===== TEXTO ORIGINAL =====

Este pasaje de la historia de David rebosa de significado para el pecador arrepentido. Es una de las ilustraciones más poderosas que se nos hayan dado de las luchas y las tentaciones de la humanidad, y de un verdadero arrepentimiento hacia Dios y una fe sincera en nuestro Señor Jesucristo. A través de todos los siglos ha resultado ser una fuente de aliento para las almas que, habiendo caído en el pecado, han tenido que luchar bajo el peso agobiador de su culpa. Miles de los hijos de Dios han sido los que, después de haber sido entregados traidoramente al pecado y cuando estaban a punto de desesperar, recordaron como el arrepentimiento sincero y la confesión de David fueron aceptados por Dios, no obstante haber tenido que sufrir las consecuencias de su transgresión; y también cobraron ánimo para arrepentirse y procurar nuevamente andar por los senderos de los mandamientos de Dios.

Quienquiera que bajo la reprensión de Dios humille su alma con la confesión y el arrepentimiento, tal como lo hizo David, puede estar seguro de que hay esperanza para él. Quienquiera que acepte por la fe las promesas de Dios, hallará perdón. Jamás rechazará el Señor a un alma verdaderamente arrepentida. El ha dado esta promesa: “Echen mano … de mi fortaleza, y hagan paz conmigo. ¡Sí, que hagan paz conmigo!” “Deje el impío su camino, y el hombre inicuo sus pensamientos: y vuélvase a Jehová, el cual tendrá de él misericordia, y al Dios nuestro, el cual será amplio en perdonar.” Isaías 27:5 (VM); 55:7.

===== ENTRADAS DE DATOS =====

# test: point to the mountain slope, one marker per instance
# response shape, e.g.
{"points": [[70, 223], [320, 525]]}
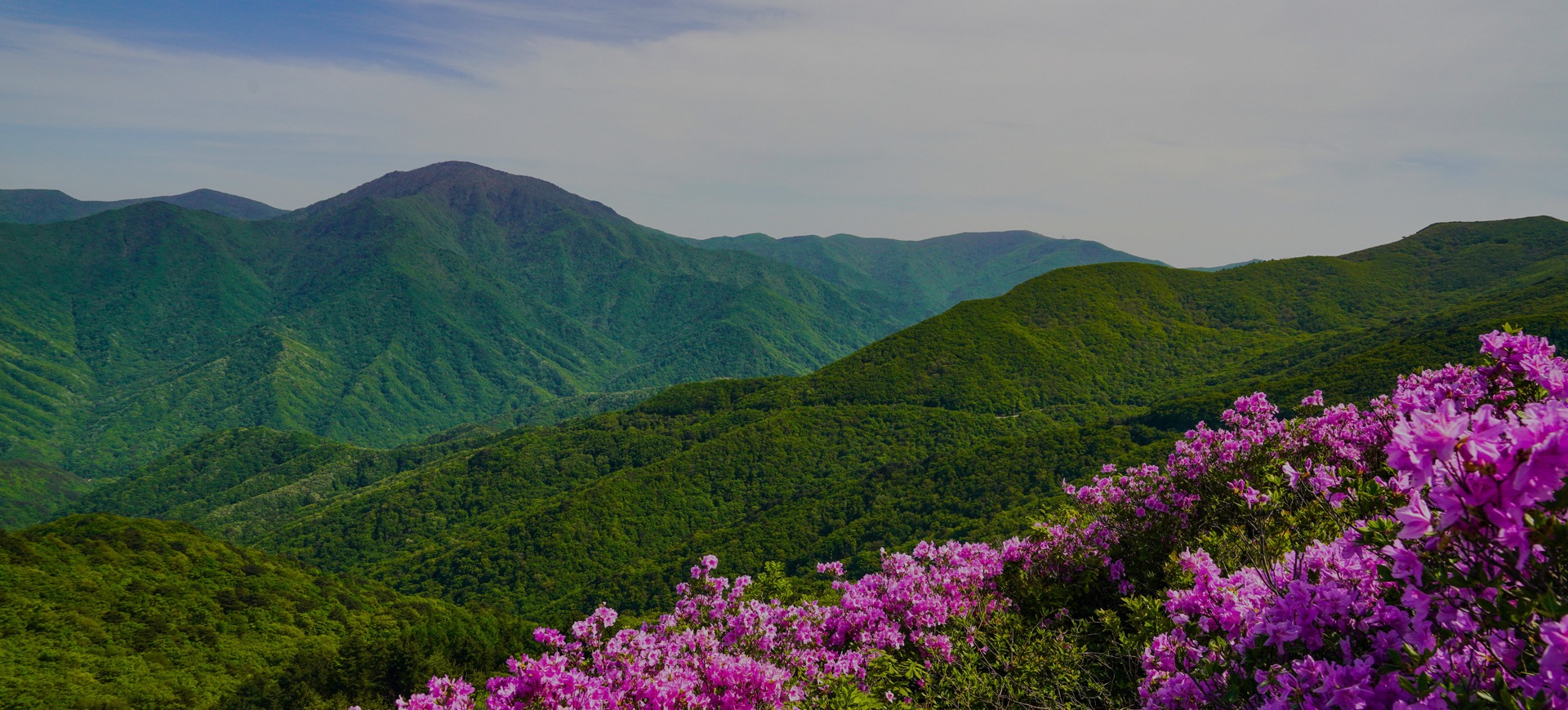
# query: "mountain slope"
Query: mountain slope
{"points": [[930, 275], [52, 206], [403, 308], [109, 611], [916, 436], [1092, 340]]}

=====

*QUÉ HACER:* Copia del texto sobre el arrepentimiento de David todo lo que va desde "Este pasaje de" hasta "mandamientos de Dios.", sin cambiar nada. Estas entradas no tienen nada que ver con el texto.

*RESPUESTA:*
Este pasaje de la historia de David rebosa de significado para el pecador arrepentido. Es una de las ilustraciones más poderosas que se nos hayan dado de las luchas y las tentaciones de la humanidad, y de un verdadero arrepentimiento hacia Dios y una fe sincera en nuestro Señor Jesucristo. A través de todos los siglos ha resultado ser una fuente de aliento para las almas que, habiendo caído en el pecado, han tenido que luchar bajo el peso agobiador de su culpa. Miles de los hijos de Dios han sido los que, después de haber sido entregados traidoramente al pecado y cuando estaban a punto de desesperar, recordaron como el arrepentimiento sincero y la confesión de David fueron aceptados por Dios, no obstante haber tenido que sufrir las consecuencias de su transgresión; y también cobraron ánimo para arrepentirse y procurar nuevamente andar por los senderos de los mandamientos de Dios.